◆ **STATED EXERCISE 1**: Reproduce the part of the auto scaling page between "Automatically adjust endpoint" and "a target metric.", inclusive.
◆ **STATED EXERCISE 2**: On the auto scaling page, name every keyword argument passed to the register_scalable_target call.
◆ **STATED EXERCISE 3**: Carry on the auto scaling page from its final line, picking up inside the scaling policy code.

◆ **PAGE EXTRACT**:
Skip to content

Auto Scaling

Overview

Automatically adjust endpoint capacity based on demand.

Application Auto Scaling

SageMaker uses Application Auto Scaling for endpoints.

Target Tracking Scaling

Scale based on a target metric.

import boto3

asg_client = boto3.client("application-autoscaling")

# Register scalable target
asg_client.register_scalable_target(
    ServiceNamespace="sagemaker",
    ResourceId="endpoint/my-endpoint/variant/AllTraffic",
    ScalableDimension="sagemaker:variant:DesiredInstanceCount",
    MinCapacity=1,
    MaxCapacity=10
)

# Create scaling policy
asg_client.put_scaling_policy(
    PolicyName="target-tracking-policy",
    ServiceNamespace="sagemaker",
    ResourceId="endpoint/my-endpoint/variant/AllTraffic",
    ScalableDimension="sagemaker:variant:DesiredInstanceCount",
    PolicyType="TargetTrackingScaling",
    TargetTrackingScalingPolicyConfiguration={
        "TargetValue": 70.0,
        "PredefinedMetricSpecification": {
            "PredefinedMetricType": "SageMakerVariantInvocationsPerInstance"

◆ **DATA RECORDS**:
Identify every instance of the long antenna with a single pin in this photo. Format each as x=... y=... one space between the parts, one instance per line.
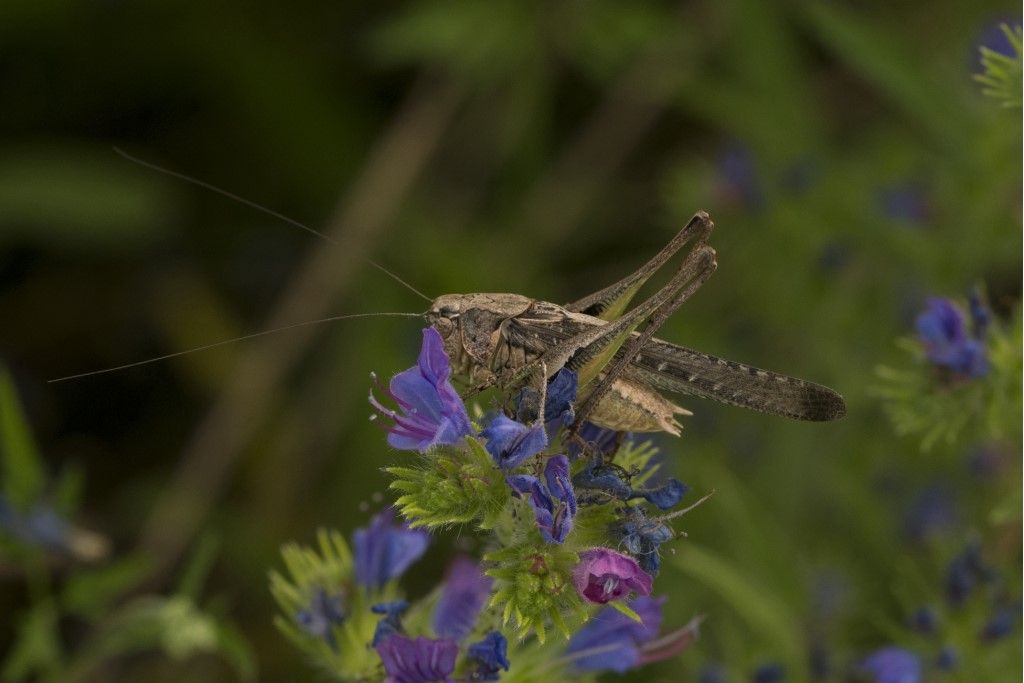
x=258 y=207
x=225 y=342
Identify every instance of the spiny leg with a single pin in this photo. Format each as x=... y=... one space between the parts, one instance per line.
x=694 y=271
x=610 y=302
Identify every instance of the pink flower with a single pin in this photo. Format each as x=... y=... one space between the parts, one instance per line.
x=603 y=575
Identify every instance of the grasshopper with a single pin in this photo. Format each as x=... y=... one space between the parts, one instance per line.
x=622 y=368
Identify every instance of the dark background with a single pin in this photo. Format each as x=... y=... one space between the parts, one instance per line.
x=851 y=164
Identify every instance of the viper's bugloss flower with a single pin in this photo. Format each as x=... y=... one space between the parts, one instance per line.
x=603 y=574
x=391 y=624
x=612 y=641
x=643 y=537
x=384 y=550
x=491 y=655
x=325 y=611
x=419 y=660
x=431 y=413
x=553 y=501
x=942 y=330
x=892 y=665
x=511 y=442
x=465 y=593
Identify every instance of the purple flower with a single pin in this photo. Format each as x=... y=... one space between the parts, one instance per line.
x=431 y=412
x=941 y=329
x=603 y=574
x=465 y=594
x=391 y=624
x=384 y=551
x=420 y=660
x=511 y=442
x=553 y=501
x=325 y=612
x=892 y=665
x=612 y=641
x=491 y=655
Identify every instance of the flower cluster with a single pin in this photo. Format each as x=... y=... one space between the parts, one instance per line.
x=571 y=542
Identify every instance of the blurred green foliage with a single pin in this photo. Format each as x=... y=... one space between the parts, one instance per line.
x=849 y=158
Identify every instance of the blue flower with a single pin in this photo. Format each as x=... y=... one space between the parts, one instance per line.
x=643 y=537
x=384 y=551
x=999 y=626
x=738 y=181
x=491 y=655
x=892 y=665
x=511 y=442
x=420 y=660
x=465 y=594
x=325 y=612
x=947 y=658
x=391 y=624
x=611 y=479
x=601 y=440
x=925 y=621
x=904 y=202
x=431 y=412
x=559 y=404
x=768 y=673
x=941 y=329
x=553 y=501
x=612 y=641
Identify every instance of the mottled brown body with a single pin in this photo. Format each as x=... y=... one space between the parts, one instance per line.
x=489 y=337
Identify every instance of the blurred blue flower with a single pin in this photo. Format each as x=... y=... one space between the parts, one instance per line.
x=994 y=39
x=612 y=641
x=947 y=659
x=391 y=624
x=553 y=501
x=942 y=331
x=925 y=621
x=930 y=511
x=465 y=594
x=420 y=660
x=325 y=611
x=768 y=673
x=511 y=442
x=904 y=202
x=738 y=182
x=384 y=551
x=603 y=574
x=491 y=655
x=892 y=665
x=431 y=412
x=40 y=525
x=1000 y=626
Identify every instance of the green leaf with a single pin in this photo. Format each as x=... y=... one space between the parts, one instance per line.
x=24 y=475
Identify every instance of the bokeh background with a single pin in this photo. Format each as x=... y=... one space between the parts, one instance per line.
x=851 y=164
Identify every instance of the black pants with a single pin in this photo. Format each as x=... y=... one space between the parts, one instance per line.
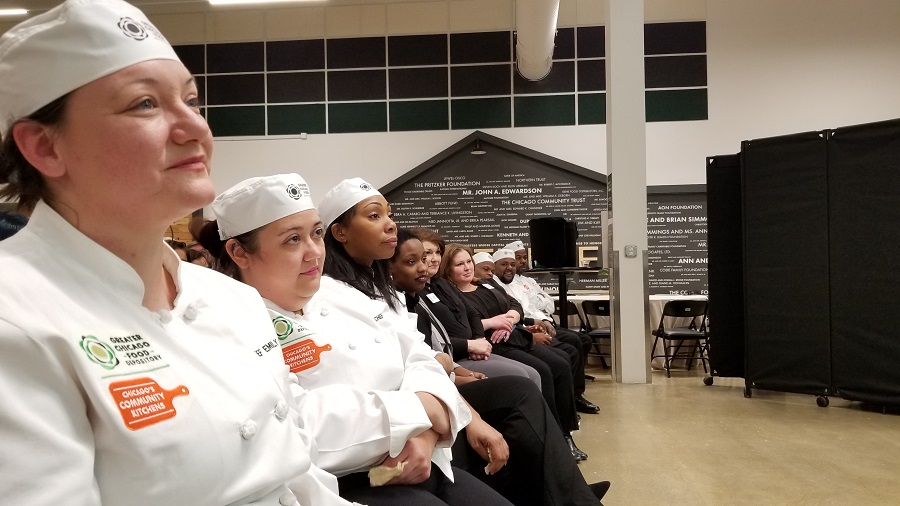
x=541 y=470
x=437 y=490
x=574 y=346
x=556 y=380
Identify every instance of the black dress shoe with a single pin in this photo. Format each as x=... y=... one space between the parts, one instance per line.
x=578 y=454
x=599 y=489
x=586 y=406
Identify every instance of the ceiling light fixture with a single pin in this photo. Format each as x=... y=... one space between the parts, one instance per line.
x=248 y=2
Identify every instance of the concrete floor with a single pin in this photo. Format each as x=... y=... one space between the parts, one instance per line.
x=677 y=441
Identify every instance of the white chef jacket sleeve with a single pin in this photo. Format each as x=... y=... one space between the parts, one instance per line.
x=353 y=428
x=45 y=436
x=317 y=487
x=424 y=374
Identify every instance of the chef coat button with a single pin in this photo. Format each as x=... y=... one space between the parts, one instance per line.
x=287 y=499
x=281 y=410
x=248 y=429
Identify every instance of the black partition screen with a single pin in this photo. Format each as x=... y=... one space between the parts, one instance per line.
x=864 y=220
x=785 y=204
x=726 y=268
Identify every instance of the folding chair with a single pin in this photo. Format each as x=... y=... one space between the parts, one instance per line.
x=692 y=333
x=599 y=308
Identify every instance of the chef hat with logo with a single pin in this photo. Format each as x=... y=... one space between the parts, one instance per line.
x=500 y=254
x=61 y=50
x=515 y=246
x=258 y=201
x=345 y=195
x=482 y=257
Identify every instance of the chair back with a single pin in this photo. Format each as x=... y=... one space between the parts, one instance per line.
x=595 y=307
x=686 y=309
x=571 y=312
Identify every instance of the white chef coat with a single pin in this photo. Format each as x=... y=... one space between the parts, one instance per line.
x=373 y=349
x=532 y=297
x=107 y=402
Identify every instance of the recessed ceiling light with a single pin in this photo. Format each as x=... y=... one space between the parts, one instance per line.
x=245 y=2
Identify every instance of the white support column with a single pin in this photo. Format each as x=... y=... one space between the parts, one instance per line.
x=626 y=144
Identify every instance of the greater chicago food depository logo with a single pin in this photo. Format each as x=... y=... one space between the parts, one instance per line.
x=283 y=327
x=99 y=352
x=296 y=191
x=133 y=29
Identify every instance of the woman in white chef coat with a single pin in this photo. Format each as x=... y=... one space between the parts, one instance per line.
x=344 y=351
x=127 y=376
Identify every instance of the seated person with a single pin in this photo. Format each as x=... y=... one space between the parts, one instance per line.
x=562 y=338
x=499 y=316
x=484 y=265
x=540 y=470
x=373 y=395
x=10 y=223
x=470 y=348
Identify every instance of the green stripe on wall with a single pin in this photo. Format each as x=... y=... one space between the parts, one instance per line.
x=677 y=105
x=234 y=121
x=295 y=119
x=551 y=110
x=592 y=108
x=359 y=117
x=419 y=115
x=481 y=113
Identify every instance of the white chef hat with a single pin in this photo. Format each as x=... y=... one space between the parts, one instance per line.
x=500 y=254
x=345 y=195
x=515 y=246
x=481 y=256
x=54 y=53
x=259 y=201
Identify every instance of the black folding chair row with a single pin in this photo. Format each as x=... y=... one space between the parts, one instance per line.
x=694 y=334
x=598 y=335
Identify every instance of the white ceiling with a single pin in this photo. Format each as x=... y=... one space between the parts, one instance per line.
x=158 y=6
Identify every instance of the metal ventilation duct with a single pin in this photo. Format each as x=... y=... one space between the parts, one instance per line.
x=535 y=30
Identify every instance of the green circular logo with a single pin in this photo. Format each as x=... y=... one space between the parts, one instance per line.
x=99 y=352
x=283 y=327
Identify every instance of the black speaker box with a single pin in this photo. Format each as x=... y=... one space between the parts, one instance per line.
x=553 y=242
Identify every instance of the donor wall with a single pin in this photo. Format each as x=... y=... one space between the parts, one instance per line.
x=486 y=200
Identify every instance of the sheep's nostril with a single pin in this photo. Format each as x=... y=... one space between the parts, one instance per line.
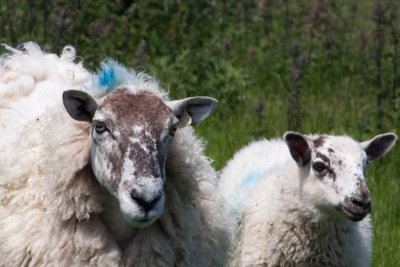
x=366 y=205
x=146 y=205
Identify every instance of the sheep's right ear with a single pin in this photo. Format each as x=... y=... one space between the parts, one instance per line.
x=192 y=110
x=79 y=105
x=298 y=147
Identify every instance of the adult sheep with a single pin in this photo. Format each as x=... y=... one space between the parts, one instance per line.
x=121 y=183
x=302 y=201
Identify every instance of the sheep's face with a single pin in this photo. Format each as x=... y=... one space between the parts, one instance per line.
x=333 y=167
x=131 y=134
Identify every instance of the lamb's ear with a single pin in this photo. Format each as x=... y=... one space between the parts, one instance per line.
x=79 y=105
x=192 y=110
x=299 y=147
x=379 y=145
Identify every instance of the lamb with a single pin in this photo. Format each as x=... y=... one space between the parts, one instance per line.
x=302 y=201
x=107 y=174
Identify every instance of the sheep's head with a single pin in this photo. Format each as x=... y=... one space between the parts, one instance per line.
x=131 y=134
x=334 y=165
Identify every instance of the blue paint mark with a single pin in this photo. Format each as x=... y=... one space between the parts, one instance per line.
x=112 y=75
x=107 y=78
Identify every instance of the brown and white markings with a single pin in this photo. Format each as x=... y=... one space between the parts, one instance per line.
x=338 y=163
x=131 y=133
x=303 y=200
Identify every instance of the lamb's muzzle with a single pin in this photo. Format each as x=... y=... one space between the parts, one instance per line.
x=356 y=208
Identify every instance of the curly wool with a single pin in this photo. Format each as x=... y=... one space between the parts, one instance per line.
x=50 y=201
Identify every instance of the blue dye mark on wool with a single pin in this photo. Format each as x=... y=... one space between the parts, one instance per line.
x=111 y=76
x=107 y=78
x=239 y=194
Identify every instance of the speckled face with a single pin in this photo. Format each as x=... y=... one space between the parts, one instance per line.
x=131 y=135
x=338 y=163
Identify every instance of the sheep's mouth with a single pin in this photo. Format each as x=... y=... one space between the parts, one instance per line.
x=354 y=214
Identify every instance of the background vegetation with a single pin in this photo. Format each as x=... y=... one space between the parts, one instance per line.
x=274 y=65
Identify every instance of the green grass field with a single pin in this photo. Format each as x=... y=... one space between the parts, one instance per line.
x=311 y=66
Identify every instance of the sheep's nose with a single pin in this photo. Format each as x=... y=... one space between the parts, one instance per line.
x=363 y=202
x=145 y=204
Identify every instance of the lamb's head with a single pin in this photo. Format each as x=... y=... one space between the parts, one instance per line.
x=131 y=134
x=333 y=166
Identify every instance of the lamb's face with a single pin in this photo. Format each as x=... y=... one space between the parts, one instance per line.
x=334 y=166
x=131 y=135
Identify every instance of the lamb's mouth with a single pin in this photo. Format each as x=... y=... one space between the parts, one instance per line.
x=355 y=215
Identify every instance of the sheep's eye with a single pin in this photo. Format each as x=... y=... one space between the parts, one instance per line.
x=173 y=129
x=100 y=127
x=319 y=166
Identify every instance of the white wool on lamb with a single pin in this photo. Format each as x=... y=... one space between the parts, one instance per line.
x=302 y=201
x=53 y=210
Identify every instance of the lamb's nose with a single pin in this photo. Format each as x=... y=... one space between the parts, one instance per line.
x=146 y=205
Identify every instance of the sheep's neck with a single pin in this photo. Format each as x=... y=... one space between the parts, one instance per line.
x=114 y=220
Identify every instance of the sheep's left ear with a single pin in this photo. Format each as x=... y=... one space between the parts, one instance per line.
x=79 y=105
x=192 y=110
x=299 y=147
x=379 y=145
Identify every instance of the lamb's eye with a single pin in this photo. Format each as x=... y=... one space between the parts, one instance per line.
x=173 y=129
x=100 y=127
x=319 y=166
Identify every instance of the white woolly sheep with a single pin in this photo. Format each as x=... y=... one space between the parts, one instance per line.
x=302 y=201
x=124 y=184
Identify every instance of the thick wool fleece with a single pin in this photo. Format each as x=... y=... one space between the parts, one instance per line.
x=50 y=202
x=279 y=222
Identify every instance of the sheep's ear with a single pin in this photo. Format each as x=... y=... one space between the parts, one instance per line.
x=379 y=145
x=79 y=105
x=298 y=147
x=192 y=110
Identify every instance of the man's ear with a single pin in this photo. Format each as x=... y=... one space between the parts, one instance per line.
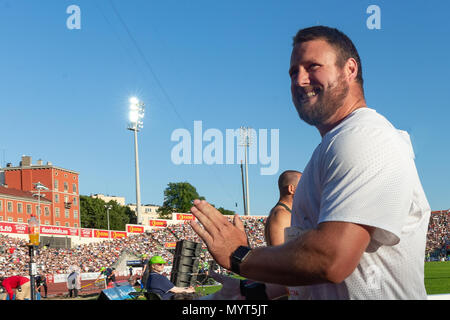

◆ **WRITTEN RESPONSE 1**:
Automatically adjust endpoint capacity based on demand.

Application Auto Scaling

SageMaker uses Application Auto Scaling for endpoints.

Target Tracking Scaling

Scale based on a target metric.

◆ **WRITTEN RESPONSE 2**: ServiceNamespace, ResourceId, ScalableDimension, MinCapacity, MaxCapacity

◆ **WRITTEN RESPONSE 3**:
        },
        "ScaleInCooldown": 300,
        "ScaleOutCooldown": 60
    }
)

Step Scaling

Scale in steps based on alarm thresholds.

asg_client.put_scaling_policy(
    PolicyName="step-scaling-policy",
    ServiceNamespace="sagemaker",
    ResourceId="endpoint/my-endpoint/variant/AllTraffic",
    ScalableDimension="sagemaker:variant:DesiredInstanceCount",
    PolicyType="StepScaling",
    StepScalingPolicyConfiguration={
        "AdjustmentType": "ChangeInCapacity",
        "StepAdjustments": [
            {"MetricIntervalLowerBound": 0, "MetricIntervalUpperBound": 50, "ScalingAdjustment": 1},
            {"MetricIntervalLowerBound": 50, "ScalingAdjustment": 2}
        ],
        "Cooldown": 60
    }
)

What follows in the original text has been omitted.